Write out each line exactly, starting with the one containing "Exercise. Spot the textured" and stopping after the last line of the listing below.

*Record set*
---

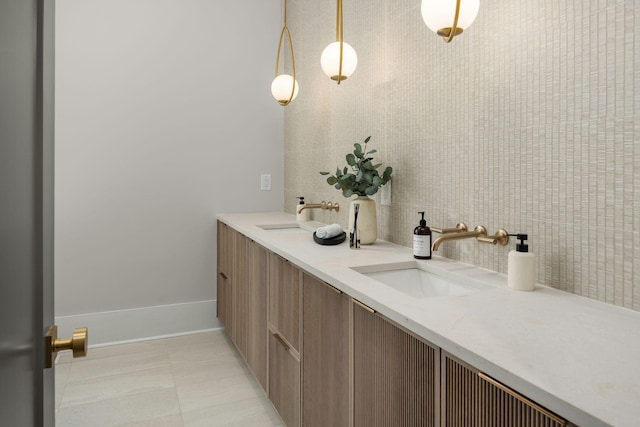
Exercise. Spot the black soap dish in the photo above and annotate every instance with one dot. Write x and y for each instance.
(335, 240)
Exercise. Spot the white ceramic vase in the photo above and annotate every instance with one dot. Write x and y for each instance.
(367, 221)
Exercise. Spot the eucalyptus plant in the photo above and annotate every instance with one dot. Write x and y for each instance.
(360, 176)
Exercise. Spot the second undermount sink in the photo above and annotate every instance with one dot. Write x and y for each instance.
(419, 280)
(285, 228)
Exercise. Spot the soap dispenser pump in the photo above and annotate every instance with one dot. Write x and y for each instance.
(301, 215)
(521, 272)
(422, 240)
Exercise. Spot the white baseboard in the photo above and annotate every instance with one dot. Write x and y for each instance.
(139, 324)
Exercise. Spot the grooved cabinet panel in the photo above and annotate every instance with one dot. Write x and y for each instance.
(395, 375)
(257, 329)
(471, 401)
(284, 299)
(325, 363)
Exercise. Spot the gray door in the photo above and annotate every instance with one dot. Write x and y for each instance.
(26, 211)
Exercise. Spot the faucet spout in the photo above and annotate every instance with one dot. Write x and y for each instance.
(321, 205)
(479, 231)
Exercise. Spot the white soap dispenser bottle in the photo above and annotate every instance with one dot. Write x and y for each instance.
(521, 272)
(301, 215)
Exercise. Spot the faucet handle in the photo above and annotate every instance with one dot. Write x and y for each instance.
(461, 227)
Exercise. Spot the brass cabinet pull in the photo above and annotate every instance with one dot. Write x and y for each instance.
(366, 307)
(281, 340)
(336, 290)
(522, 399)
(77, 344)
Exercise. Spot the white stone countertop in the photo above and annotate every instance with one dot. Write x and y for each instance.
(576, 356)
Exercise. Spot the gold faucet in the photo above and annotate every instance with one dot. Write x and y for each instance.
(459, 228)
(501, 237)
(321, 205)
(479, 231)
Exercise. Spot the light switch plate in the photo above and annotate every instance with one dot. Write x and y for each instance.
(385, 194)
(265, 182)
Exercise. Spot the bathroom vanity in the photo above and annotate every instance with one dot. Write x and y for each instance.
(332, 344)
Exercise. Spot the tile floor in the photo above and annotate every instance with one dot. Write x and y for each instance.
(187, 381)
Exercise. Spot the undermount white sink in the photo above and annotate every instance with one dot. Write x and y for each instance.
(419, 280)
(285, 228)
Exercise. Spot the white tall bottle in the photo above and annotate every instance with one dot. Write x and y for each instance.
(302, 215)
(521, 272)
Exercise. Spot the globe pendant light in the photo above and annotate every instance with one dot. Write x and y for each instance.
(339, 59)
(284, 87)
(449, 18)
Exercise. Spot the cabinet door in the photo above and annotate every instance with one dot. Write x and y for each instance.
(284, 299)
(224, 298)
(257, 330)
(284, 380)
(240, 284)
(471, 398)
(395, 374)
(325, 357)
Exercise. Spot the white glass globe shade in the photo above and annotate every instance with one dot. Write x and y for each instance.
(281, 88)
(330, 60)
(438, 14)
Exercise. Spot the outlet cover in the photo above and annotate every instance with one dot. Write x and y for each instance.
(265, 182)
(385, 194)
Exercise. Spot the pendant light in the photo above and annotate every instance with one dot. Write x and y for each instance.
(284, 87)
(449, 18)
(339, 59)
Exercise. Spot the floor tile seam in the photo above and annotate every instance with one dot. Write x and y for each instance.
(120, 374)
(222, 404)
(121, 396)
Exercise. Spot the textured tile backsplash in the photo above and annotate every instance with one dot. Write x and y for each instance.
(529, 121)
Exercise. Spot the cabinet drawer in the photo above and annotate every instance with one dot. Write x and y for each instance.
(471, 398)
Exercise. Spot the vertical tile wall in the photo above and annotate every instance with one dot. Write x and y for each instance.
(529, 121)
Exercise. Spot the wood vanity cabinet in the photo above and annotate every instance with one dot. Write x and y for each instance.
(257, 338)
(473, 399)
(395, 375)
(240, 286)
(325, 361)
(224, 296)
(284, 339)
(242, 296)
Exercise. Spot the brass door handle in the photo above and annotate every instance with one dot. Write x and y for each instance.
(77, 344)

---

*Written response*
Exercise. Spot the textured tile backsplash in the photo above and annotate every instance with one dot. Write x and y for each instance.
(529, 121)
Exercise. Spot the cabinet drawer in the photo above and annotate every instance with one dot. Write x and y for each instance.
(471, 398)
Exercise. Spot the vertical tile wall in the photo above and annotate every instance with one dot. Write x and y for each instance.
(529, 121)
Exercise. Spot the wood vanity cabinet in the photo above and annotate every instance with one dot. Write x and y for each instance.
(257, 338)
(473, 399)
(395, 375)
(240, 286)
(325, 361)
(224, 296)
(284, 339)
(242, 296)
Exercise. Spot the brass door handle in the photo above and annotate every instance with one dot. Write x and y for each instance.
(77, 344)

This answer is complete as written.